** What you have to do **
List every line in the entries below that contains the string "pink", copying each such line in full.

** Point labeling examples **
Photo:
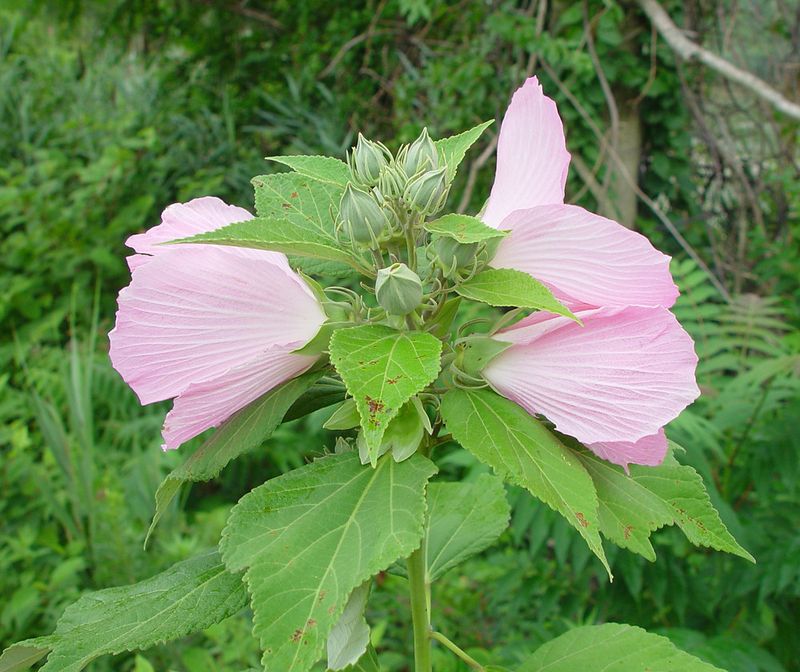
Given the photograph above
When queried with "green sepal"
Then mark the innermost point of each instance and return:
(441, 324)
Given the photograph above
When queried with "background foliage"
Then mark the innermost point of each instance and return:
(111, 110)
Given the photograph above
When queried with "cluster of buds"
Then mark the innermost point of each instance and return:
(387, 193)
(384, 207)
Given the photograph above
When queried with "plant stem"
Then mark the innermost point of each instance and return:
(419, 610)
(469, 660)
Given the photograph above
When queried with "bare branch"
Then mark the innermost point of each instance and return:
(649, 202)
(688, 50)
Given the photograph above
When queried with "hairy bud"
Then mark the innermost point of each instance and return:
(453, 255)
(367, 159)
(364, 219)
(392, 181)
(398, 289)
(421, 155)
(427, 192)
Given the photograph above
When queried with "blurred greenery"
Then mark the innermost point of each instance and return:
(111, 110)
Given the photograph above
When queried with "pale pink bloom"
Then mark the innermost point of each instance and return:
(585, 259)
(612, 383)
(212, 326)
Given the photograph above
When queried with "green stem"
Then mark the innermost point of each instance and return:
(419, 610)
(469, 660)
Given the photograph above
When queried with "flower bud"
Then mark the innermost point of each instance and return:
(421, 155)
(392, 181)
(427, 191)
(367, 160)
(364, 219)
(398, 289)
(452, 254)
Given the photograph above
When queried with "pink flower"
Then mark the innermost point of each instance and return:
(213, 327)
(612, 383)
(616, 381)
(585, 259)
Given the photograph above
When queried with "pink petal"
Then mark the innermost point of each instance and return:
(621, 377)
(532, 156)
(650, 450)
(192, 313)
(585, 258)
(181, 220)
(204, 405)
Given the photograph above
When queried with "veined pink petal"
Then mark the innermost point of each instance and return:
(585, 258)
(181, 220)
(532, 156)
(621, 377)
(650, 450)
(207, 404)
(193, 313)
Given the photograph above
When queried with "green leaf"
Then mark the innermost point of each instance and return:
(23, 655)
(463, 519)
(612, 647)
(632, 506)
(344, 417)
(322, 168)
(522, 451)
(325, 392)
(308, 204)
(382, 369)
(349, 637)
(308, 538)
(243, 431)
(442, 323)
(368, 662)
(509, 287)
(454, 148)
(190, 596)
(277, 235)
(463, 228)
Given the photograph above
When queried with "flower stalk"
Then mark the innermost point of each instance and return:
(420, 610)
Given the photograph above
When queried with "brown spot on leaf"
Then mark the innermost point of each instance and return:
(375, 406)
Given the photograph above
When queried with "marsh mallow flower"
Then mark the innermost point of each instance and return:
(585, 259)
(616, 380)
(612, 383)
(212, 327)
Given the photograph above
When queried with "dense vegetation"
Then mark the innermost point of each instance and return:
(111, 110)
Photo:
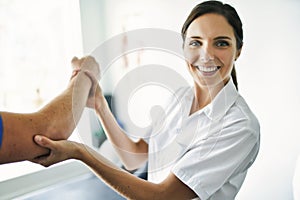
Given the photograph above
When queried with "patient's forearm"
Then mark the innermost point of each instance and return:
(56, 120)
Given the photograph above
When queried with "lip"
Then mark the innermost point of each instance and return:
(208, 70)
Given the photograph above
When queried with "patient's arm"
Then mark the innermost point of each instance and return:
(56, 120)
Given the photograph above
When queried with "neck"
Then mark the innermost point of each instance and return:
(203, 96)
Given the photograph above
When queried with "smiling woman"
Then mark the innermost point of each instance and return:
(37, 38)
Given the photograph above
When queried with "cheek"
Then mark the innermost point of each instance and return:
(227, 58)
(190, 55)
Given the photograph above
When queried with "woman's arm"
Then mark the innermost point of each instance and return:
(133, 154)
(56, 120)
(126, 184)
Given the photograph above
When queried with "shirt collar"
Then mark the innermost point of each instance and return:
(222, 102)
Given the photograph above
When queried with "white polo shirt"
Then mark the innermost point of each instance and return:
(210, 150)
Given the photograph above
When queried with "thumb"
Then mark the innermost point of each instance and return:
(43, 141)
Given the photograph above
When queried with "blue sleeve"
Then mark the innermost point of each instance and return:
(1, 131)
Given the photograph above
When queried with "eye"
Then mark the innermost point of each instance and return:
(222, 43)
(194, 43)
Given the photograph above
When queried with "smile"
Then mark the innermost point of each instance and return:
(208, 69)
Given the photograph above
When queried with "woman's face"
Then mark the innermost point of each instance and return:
(210, 50)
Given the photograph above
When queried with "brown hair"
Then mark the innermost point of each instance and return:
(226, 11)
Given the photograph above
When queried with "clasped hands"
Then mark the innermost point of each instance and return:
(63, 149)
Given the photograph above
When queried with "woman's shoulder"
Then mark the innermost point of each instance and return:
(243, 114)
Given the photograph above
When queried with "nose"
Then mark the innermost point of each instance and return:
(206, 54)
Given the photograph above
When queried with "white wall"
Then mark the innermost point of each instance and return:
(267, 73)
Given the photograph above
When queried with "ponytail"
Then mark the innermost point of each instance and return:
(233, 75)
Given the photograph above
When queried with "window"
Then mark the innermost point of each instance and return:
(38, 40)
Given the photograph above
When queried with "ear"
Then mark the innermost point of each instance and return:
(238, 53)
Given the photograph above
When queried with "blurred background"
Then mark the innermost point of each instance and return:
(38, 39)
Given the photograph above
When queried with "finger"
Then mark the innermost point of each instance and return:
(74, 73)
(91, 76)
(76, 62)
(44, 141)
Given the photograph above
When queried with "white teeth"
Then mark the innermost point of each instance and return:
(207, 69)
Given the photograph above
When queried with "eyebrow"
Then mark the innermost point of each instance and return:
(217, 38)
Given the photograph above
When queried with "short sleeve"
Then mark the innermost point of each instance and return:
(1, 131)
(211, 164)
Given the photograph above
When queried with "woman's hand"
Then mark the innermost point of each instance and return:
(95, 98)
(58, 150)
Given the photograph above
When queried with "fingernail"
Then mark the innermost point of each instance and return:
(38, 138)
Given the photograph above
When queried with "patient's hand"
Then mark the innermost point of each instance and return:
(59, 150)
(86, 63)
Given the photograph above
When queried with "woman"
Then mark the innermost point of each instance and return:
(208, 140)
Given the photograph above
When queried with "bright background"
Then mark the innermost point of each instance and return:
(267, 69)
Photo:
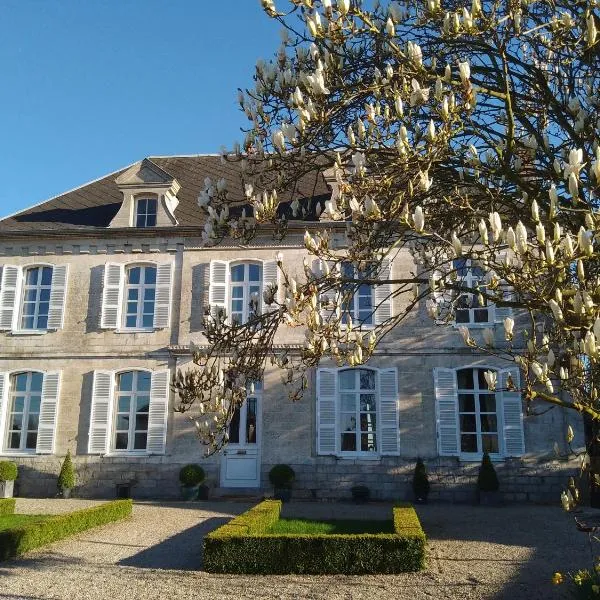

** Task solution **
When queried with "pale pink bloom"
When queried with "pink flower"
When queried with "pink petal"
When queried with "veined pink petal"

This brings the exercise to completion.